--- THINGS TO DO ---
#1 Duplicate a passage from the NASA Lunar CATALYST article word for word, beginning at the words "This month, the" and stopping after "of NASA perks.".
#2 Condense the paragraph of the NASA Lunar CATALYST article that opens with "This month, the space agency rolled out" into a shorter version that keeps its main facts.
#3 In the NASA Lunar CATALYST article, how many entities called in to the conference call about the potential new partnership?

--- DOCUMENT EXTRACT ---

..............................

NASA is looking for innovative new ideas for robotic missions to the moon, and the space agency hopes private spaceflight companies may have the right stuff to help out.
This month, the space agency rolled out its new Lunar Cargo Transportation and Landing by Soft Touchdown initiative (dubbed Lunar CATALYST for short) to give private companies a chance to develop robotic moon landers with help from NASA. While the space agency won't provide any funding for the commercial projects, private companies selected for the program will have access to a range of NASA perks.
"We're doing this to support lander development," Jason Crusan, director of advanced exploration systems at NASA said in a teleconference with reporters today (Jan. 27). "We can offer NASA contributions to those partners such as NASA technical expertise, access to our facilities, loan of equipment or software at no cost to those partners to help them accelerate their capabilities to get a landing capability that's commercially viable for them." [21 Most Marvelous Moon Missions Ever]
Lunar CATALYST is expected to help support lunar landing development for commercial purposes — like moon mining — while potentially helping out with new science and technology advancement in the process, NASA officials said. The lunar missions could also serve as a stepping-stone for getting into deeper destinations in space like Mars sometime in the future, Crusan said.
Private companies have already shown interest in participating in the new initiative. More than 50 entities called in to a conference call describing the potential new partnership. "We see considerable interest from the private sector, and we're looking forward to their proposals," Crusan said.
NASA officials expect that there will be multiple teams chosen for partnerships, however, that number hinges upon how much support and resources the partners would require.

..............................

--- RECORD LIST ---
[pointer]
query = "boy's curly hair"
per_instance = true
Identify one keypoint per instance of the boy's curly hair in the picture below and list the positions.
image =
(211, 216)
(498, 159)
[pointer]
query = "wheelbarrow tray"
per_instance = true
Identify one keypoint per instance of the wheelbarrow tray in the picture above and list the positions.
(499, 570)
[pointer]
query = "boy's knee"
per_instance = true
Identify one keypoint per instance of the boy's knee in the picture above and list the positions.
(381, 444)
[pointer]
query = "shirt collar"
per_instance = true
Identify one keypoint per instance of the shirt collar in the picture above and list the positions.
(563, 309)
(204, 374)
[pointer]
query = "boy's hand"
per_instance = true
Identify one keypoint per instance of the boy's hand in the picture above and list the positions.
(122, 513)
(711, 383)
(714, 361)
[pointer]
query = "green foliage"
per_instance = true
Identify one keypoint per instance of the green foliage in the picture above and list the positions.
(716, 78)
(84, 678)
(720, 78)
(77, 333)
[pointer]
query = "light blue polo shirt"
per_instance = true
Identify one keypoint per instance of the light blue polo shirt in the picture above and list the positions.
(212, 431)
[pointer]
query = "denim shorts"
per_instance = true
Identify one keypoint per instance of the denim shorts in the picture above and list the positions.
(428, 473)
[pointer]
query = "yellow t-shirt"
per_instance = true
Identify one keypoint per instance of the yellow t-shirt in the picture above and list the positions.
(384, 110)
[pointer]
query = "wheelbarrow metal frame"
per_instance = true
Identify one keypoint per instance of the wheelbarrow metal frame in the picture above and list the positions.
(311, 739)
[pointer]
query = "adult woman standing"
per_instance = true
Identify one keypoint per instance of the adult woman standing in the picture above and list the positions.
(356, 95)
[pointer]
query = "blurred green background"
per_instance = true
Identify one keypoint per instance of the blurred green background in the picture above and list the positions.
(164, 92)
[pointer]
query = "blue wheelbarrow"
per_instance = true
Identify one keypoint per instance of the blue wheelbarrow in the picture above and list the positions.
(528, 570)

..............................

--- ANSWERS TO THE EXERCISE ---
#1
This month, the space agency rolled out its new Lunar Cargo Transportation and Landing by Soft Touchdown initiative (dubbed Lunar CATALYST for short) to give private companies a chance to develop robotic moon landers with help from NASA. While the space agency won't provide any funding for the commercial projects, private companies selected for the program will have access to a range of NASA perks.

#2 NASA launched Lunar CATALYST (Lunar Cargo Transportation and Landing by Soft Touchdown) this month to help private companies develop robotic moon landers. It gives no funding, but selected companies get access to a range of NASA perks.

#3 More than 50 entities.